— AUFGABENSTELLUNG 1 —
Gib die folgenden Einträge unverändert wieder: Beginne bei der Zeile, die "the window above." enthält, und höre nach der Zeile mit "312 39 944 667" auf, beide eingeschlossen.

— TEXTAUSZUG —
Willkür in diesem Sinne liegt vor, wenn die Entscheidung des
Gerichts auf einem Fall grober Missachtung oder grober Fehlanwendung
des Gesetzesrechts beruht und daher in der Sache offensichtlich
unhaltbar ist. Ebenso zu behandeln ist der Fall, dass das Gericht bei
der Rechtsanwendung Bedeutung und Tragweite des von der Verfassung
garantierten Rechts auf den gesetzlichen Richter (Art. 101 Abs. 1 Satz
2 GG) grundlegend verkennt. Ob ein solcher Fall vorliegt, kann nur
anhand der jeweiligen Umstände des Einzelfalls beurteilt
werden (BGHSt 50, 216, 219 f.).

— AUFGABENSTELLUNG 2 —
Schreibe aus dem Textauszug über richterliche Willkür wortgetreu ab, was bei den Worten "Willkür in diesem" beginnt und nach den Worten "216, 219 f.)." endet.

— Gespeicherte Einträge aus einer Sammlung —
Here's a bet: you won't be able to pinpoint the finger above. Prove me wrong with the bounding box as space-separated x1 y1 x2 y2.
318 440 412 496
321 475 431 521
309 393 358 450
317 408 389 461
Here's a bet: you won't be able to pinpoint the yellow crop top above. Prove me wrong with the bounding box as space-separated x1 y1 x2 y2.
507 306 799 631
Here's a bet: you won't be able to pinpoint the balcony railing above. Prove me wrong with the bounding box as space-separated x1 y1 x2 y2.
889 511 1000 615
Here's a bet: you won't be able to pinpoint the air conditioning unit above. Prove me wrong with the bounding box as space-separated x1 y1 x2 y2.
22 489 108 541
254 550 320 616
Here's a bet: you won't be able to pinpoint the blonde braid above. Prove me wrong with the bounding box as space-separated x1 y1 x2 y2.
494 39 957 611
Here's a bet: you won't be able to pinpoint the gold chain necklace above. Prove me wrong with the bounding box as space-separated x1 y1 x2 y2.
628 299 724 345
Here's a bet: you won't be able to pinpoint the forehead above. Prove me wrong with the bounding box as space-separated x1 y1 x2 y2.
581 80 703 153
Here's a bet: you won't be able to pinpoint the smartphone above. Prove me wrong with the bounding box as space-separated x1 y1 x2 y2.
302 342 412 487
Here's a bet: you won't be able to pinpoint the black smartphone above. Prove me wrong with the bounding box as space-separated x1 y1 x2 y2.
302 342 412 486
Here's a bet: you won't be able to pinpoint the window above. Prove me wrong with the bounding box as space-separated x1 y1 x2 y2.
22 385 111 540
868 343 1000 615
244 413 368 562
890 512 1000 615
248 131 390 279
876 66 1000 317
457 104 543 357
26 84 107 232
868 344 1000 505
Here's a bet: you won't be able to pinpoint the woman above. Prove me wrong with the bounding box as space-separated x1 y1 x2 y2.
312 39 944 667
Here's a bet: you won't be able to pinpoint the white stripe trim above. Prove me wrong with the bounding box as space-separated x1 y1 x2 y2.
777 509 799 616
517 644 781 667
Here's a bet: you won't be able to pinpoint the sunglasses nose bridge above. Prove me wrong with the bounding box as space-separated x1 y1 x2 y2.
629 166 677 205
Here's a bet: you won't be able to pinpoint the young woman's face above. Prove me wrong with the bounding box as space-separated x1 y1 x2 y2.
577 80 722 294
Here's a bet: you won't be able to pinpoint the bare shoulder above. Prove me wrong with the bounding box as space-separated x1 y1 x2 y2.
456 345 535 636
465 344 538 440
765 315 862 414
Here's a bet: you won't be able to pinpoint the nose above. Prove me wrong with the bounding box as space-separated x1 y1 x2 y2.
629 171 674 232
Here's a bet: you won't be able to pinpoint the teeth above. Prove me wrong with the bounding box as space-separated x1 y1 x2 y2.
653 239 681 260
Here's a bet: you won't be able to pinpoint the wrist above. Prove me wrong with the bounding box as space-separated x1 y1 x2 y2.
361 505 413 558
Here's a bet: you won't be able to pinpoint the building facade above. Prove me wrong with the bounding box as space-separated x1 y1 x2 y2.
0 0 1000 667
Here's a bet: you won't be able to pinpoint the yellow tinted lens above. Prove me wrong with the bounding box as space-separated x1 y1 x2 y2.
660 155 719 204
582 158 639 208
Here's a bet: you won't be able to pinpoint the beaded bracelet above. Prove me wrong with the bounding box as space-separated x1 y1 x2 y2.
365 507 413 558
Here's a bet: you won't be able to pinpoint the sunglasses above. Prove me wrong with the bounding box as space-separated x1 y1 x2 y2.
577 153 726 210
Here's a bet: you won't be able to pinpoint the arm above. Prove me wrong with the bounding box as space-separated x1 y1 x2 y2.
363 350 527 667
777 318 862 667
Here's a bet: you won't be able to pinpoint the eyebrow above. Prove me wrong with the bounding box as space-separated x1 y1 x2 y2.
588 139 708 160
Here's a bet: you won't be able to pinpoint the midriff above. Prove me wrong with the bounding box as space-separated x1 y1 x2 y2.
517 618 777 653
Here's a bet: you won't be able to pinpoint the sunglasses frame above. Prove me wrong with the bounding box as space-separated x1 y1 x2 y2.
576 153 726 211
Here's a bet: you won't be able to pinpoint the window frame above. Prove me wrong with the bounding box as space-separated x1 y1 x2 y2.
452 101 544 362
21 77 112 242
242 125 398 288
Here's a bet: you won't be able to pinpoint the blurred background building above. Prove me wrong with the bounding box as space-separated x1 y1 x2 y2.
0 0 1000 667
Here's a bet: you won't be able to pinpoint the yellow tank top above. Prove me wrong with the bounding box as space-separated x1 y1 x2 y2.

— LÖSUNG 1 —
Here's a bet: you won't be able to pinpoint the window above. Prove me wrong with the bounding box as space-separated x1 y1 x2 y2.
22 385 111 540
868 343 1000 615
244 413 368 562
890 512 1000 615
248 131 390 279
876 66 1000 317
457 104 543 357
26 84 107 232
868 344 1000 505
Here's a bet: you won't be able to pinpoint the woman above. Prove me wrong with the bounding box as space-separated x1 y1 x2 y2.
312 39 944 667

— LÖSUNG 2 —
Willkür in diesem Sinne liegt vor, wenn die Entscheidung des
Gerichts auf einem Fall grober Missachtung oder grober Fehlanwendung
des Gesetzesrechts beruht und daher in der Sache offensichtlich
unhaltbar ist. Ebenso zu behandeln ist der Fall, dass das Gericht bei
der Rechtsanwendung Bedeutung und Tragweite des von der Verfassung
garantierten Rechts auf den gesetzlichen Richter (Art. 101 Abs. 1 Satz
2 GG) grundlegend verkennt. Ob ein solcher Fall vorliegt, kann nur
anhand der jeweiligen Umstände des Einzelfalls beurteilt
werden (BGHSt 50, 216, 219 f.).